**Work required:** Gather each line below that contains the string "frost" and copy those lines unchanged.
— BEGIN Exercise inputs —
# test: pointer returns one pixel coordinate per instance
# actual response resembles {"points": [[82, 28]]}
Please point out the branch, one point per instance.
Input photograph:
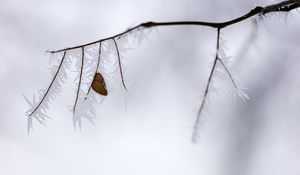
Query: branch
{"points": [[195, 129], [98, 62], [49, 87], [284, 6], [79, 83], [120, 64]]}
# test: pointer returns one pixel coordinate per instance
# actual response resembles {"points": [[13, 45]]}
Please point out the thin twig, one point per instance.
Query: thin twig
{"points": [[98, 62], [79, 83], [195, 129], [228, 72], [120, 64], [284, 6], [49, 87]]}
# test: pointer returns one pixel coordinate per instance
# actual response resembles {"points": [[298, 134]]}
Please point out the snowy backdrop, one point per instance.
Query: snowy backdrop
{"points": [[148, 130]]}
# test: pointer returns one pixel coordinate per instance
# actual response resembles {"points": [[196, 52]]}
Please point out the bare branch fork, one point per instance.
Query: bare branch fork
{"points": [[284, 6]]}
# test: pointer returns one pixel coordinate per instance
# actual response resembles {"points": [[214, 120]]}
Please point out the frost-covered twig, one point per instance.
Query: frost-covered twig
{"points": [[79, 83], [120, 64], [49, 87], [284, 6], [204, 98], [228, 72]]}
— END Exercise inputs —
— BEGIN Exercise inputs —
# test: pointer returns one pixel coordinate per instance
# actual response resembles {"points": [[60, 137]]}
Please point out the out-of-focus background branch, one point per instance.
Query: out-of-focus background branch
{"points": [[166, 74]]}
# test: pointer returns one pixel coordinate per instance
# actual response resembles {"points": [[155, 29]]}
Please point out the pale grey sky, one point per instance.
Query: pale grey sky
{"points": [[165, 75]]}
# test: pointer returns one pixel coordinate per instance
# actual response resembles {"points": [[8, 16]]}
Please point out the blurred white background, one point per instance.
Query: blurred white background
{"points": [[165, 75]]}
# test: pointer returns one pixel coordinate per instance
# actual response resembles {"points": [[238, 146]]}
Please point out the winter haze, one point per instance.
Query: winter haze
— END Exercise inputs —
**Final result:**
Please point out the frost-covered twig, one point per instance.
Query: frost-covered twig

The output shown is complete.